------ SUPPLIED PASSAGE

Jump to the intro and notes.

Clickable map

Notes and other details via the Historic Albany catalog. Addresses for the buildings have been auto-geocoded, so there are bound to be some errors. (And, yep, the dates in the legend shouldn't have commas.)

Timelapse map

HAF albany building inventory map timelapse gif

Heat map

HAF building inventory map heat

Just sort of a groovy way of showing the "hot" spots for old buildings. (Generated using Google Fusion Tables -- there are a few buildings not represented.)

Albany's oldest buildings

The Van Ostrande-Radliff House is the oldest (still mostly there) building in the city.

Albany is an old place -- roughly 400 years old, depending on how you're counting. So it's going to have some old buildings. But how many? And which buildings? And how old?

There weren't good, comprehensive answers available to those questions until this week. On Tuesday the Historic Albany Foundation released the results of a year-long survey cataloging city buildings constructed before 1860.

And there were a lot! HAF, working with historians Don Rittner and Walter Wheeler, found more than 1,000 buildings for the list. And about 15 percent of them hadn't previously been listed on a historic register.

Historic Albany has posted results of the inventory online, and it's asking members of the public to suggest buildings that should be on the list.

Well, you know how we are. So it probably won't surprise you that we pulled the list for some interactive maps and a few notes...

Top 10 oldest buildings in Albany

HAF building inventory top 10 oldest table

The Van Ostrande-Radliff House -- in downtown Albany near the bus station, #2 on this list -- has been considered the oldest building. And in many respects it still is. The building at the top of the list has only partially survived.

------------
------ SUPPLIED ENTRIES

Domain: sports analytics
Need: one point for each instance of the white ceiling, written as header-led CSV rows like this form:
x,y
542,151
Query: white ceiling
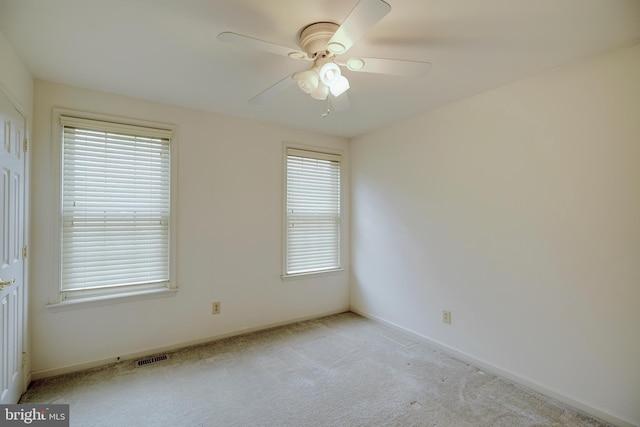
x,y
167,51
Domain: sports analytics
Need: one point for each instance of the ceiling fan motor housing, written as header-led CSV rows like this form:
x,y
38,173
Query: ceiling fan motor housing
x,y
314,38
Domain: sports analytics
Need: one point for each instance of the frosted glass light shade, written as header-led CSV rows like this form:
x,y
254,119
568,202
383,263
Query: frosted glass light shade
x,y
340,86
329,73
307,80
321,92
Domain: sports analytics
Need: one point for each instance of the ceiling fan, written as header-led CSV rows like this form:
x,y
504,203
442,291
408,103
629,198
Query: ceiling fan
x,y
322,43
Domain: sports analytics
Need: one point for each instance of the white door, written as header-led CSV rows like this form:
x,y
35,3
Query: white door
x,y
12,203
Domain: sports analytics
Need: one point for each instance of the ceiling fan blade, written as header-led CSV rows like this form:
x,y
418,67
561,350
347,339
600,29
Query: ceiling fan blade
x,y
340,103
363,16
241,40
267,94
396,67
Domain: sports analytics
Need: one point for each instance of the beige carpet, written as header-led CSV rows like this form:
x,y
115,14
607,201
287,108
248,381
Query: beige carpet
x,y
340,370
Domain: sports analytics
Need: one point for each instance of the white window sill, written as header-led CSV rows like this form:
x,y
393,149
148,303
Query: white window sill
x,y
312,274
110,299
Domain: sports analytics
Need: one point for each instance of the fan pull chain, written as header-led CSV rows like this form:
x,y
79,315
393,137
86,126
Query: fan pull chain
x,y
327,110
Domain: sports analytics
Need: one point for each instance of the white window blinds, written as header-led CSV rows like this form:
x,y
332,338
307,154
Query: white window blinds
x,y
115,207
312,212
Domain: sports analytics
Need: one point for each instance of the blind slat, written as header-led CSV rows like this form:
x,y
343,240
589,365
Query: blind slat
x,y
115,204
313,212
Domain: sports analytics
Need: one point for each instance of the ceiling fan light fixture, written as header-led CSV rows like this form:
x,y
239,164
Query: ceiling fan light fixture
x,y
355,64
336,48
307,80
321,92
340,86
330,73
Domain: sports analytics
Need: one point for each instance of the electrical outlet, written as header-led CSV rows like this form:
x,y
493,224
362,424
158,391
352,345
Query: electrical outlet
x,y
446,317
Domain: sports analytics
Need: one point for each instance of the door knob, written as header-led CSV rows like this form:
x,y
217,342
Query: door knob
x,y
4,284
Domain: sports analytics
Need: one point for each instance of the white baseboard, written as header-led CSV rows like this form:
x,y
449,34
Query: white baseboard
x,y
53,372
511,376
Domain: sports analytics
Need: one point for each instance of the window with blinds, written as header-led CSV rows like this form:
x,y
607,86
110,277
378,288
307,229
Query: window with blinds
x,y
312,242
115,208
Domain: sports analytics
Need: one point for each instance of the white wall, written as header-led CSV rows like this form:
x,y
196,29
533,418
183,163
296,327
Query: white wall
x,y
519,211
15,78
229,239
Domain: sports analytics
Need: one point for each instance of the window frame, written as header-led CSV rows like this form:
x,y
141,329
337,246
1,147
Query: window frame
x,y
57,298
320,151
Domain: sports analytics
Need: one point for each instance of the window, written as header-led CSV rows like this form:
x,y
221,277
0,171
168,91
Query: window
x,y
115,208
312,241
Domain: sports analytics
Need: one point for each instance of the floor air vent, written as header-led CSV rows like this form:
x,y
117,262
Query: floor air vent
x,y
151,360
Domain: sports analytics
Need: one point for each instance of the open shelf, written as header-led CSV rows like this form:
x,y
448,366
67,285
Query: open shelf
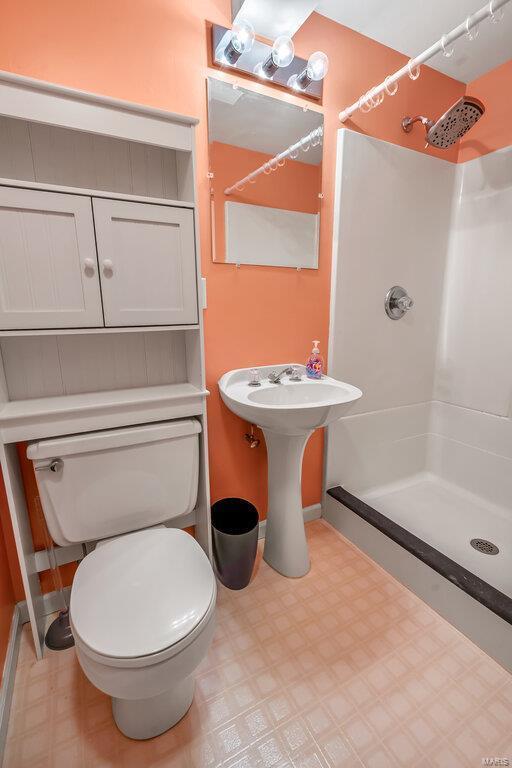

------------

- [TASK]: Copy word for word the stretch of the piece on Albany's oldest buildings from "There weren't good, comprehensive" through "constructed before 1860.".

- [ANSWER FOR THE TASK]:
There weren't good, comprehensive answers available to those questions until this week. On Tuesday the Historic Albany Foundation released the results of a year-long survey cataloging city buildings constructed before 1860.